• Record extracts:
• • •
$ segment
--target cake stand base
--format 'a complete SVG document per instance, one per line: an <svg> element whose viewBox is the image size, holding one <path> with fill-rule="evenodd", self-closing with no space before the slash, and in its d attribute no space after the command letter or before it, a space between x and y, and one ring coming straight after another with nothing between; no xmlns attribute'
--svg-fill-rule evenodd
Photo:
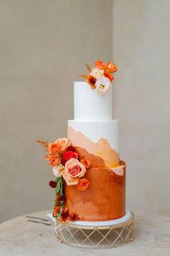
<svg viewBox="0 0 170 256"><path fill-rule="evenodd" d="M61 243L85 248L106 248L133 240L134 215L129 211L119 219L108 221L56 221L55 231Z"/></svg>

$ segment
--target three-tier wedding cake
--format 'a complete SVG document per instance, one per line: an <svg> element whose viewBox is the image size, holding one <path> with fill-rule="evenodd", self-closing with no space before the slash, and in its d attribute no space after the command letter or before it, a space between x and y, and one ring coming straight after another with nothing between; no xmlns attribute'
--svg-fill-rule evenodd
<svg viewBox="0 0 170 256"><path fill-rule="evenodd" d="M87 65L84 82L74 83L74 120L67 137L38 141L56 178L53 215L59 221L105 221L125 215L126 164L119 152L119 120L112 117L112 62Z"/></svg>

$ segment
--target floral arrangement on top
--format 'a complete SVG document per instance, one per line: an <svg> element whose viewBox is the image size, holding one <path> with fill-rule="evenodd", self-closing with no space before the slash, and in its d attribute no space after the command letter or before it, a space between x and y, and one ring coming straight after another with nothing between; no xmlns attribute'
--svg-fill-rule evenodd
<svg viewBox="0 0 170 256"><path fill-rule="evenodd" d="M111 73L117 71L116 65L113 62L107 62L105 65L102 60L98 59L95 62L94 67L88 65L86 65L86 67L89 74L79 76L85 78L91 88L96 89L100 93L108 91L114 79Z"/></svg>
<svg viewBox="0 0 170 256"><path fill-rule="evenodd" d="M85 191L90 185L90 181L82 178L86 170L90 168L90 161L85 157L80 157L71 141L67 138L59 139L54 142L39 141L45 149L46 161L53 166L54 181L49 181L49 186L56 189L56 202L53 215L61 223L75 221L80 216L64 207L66 197L64 194L64 181L67 186L77 185L78 190Z"/></svg>

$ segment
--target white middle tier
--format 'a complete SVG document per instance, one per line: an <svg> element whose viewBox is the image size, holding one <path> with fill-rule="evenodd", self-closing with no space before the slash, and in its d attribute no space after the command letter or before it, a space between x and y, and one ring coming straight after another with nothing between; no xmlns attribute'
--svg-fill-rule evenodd
<svg viewBox="0 0 170 256"><path fill-rule="evenodd" d="M112 149L119 152L119 120L111 121L76 121L68 120L68 127L80 131L92 141L106 139Z"/></svg>

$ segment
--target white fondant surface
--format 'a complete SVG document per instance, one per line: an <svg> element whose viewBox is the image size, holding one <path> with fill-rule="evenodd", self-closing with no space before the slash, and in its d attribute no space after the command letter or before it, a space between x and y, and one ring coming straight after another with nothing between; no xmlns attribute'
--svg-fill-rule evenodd
<svg viewBox="0 0 170 256"><path fill-rule="evenodd" d="M112 88L100 94L86 82L75 82L74 115L76 120L112 120Z"/></svg>
<svg viewBox="0 0 170 256"><path fill-rule="evenodd" d="M119 152L119 120L77 121L68 120L68 127L80 131L92 141L106 139L112 149Z"/></svg>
• • •
• Objective: In your copy of the listing above, reproduce each line exactly and omit all pictures.

• Result:
$ segment
--target cake stand base
--format 'a complete SVG document per instance, one per line: an <svg> element whose viewBox is the image size, holding one <path> with fill-rule="evenodd", self-closing with no space before the slash, and in its d attribute no space after the command letter or before it, a space between x and y, and one ring coming straight after another with nothing between; no xmlns attribute'
--svg-fill-rule evenodd
Photo:
<svg viewBox="0 0 170 256"><path fill-rule="evenodd" d="M61 243L85 248L106 248L133 240L134 215L129 211L119 219L108 221L56 221L55 231Z"/></svg>

$ segment
--target three-tier wedding cake
--format 'a complete SVG document per instance, one per line: an <svg> element whose viewBox is the image size, holding one <path> with fill-rule="evenodd", self-closing with no space before the slash, and in its d attribute no space after the command letter or before it, a space between x and y, and one ring coming straight after another with nothing between; no xmlns attribute'
--svg-fill-rule evenodd
<svg viewBox="0 0 170 256"><path fill-rule="evenodd" d="M87 65L84 82L74 83L74 120L67 137L38 141L56 178L53 215L59 221L105 221L125 215L126 164L119 152L119 120L112 117L112 62Z"/></svg>

$ segment
--target floral arrangement on top
--format 'a complete SVG document per instance, one per line: an <svg> element whose viewBox is the image size, holding one <path> with fill-rule="evenodd", self-closing with no space before the slash, and in its d attribute no space after the command letter or before it, a space between x and y, and one ring coming straight after another with nothing between; no xmlns attribute'
--svg-fill-rule evenodd
<svg viewBox="0 0 170 256"><path fill-rule="evenodd" d="M111 73L117 71L116 65L113 62L107 62L105 65L102 60L98 59L95 62L94 67L88 65L86 65L86 67L89 74L79 76L85 78L91 88L96 89L100 93L108 91L114 79Z"/></svg>
<svg viewBox="0 0 170 256"><path fill-rule="evenodd" d="M85 191L90 185L90 181L82 178L86 170L90 168L90 161L85 157L80 157L71 141L67 138L59 139L54 142L39 141L45 149L46 161L53 166L54 181L49 181L49 186L56 189L56 202L53 215L61 223L75 221L80 216L64 207L66 197L64 194L64 181L67 186L77 185L78 190Z"/></svg>

$ segment
--target white middle tier
--format 'a complete SVG document per instance, one per line: an <svg> element whose viewBox is the image size, holding one <path> with fill-rule="evenodd", self-closing with no space before the slash, and in its d attribute no space after the command letter or before it, a space between x and y, and one ring coming straight after another with nothing between; no xmlns attribute'
--svg-fill-rule evenodd
<svg viewBox="0 0 170 256"><path fill-rule="evenodd" d="M112 149L119 152L119 120L111 121L76 121L68 120L68 127L80 131L92 141L106 139Z"/></svg>

$ segment
--target white fondant surface
--format 'a complete SVG document per instance, one per line: an <svg> element whose viewBox is the image size, holding one <path> with fill-rule="evenodd", self-closing with no space before the slash, and in its d attribute no space after the command letter or before it, a space between x and y, and one ring coming straight after another with nothing between; no xmlns attribute'
--svg-fill-rule evenodd
<svg viewBox="0 0 170 256"><path fill-rule="evenodd" d="M112 88L100 94L86 82L75 82L74 115L76 120L112 120Z"/></svg>
<svg viewBox="0 0 170 256"><path fill-rule="evenodd" d="M119 152L119 120L77 121L68 120L68 127L80 131L92 141L106 139L112 149Z"/></svg>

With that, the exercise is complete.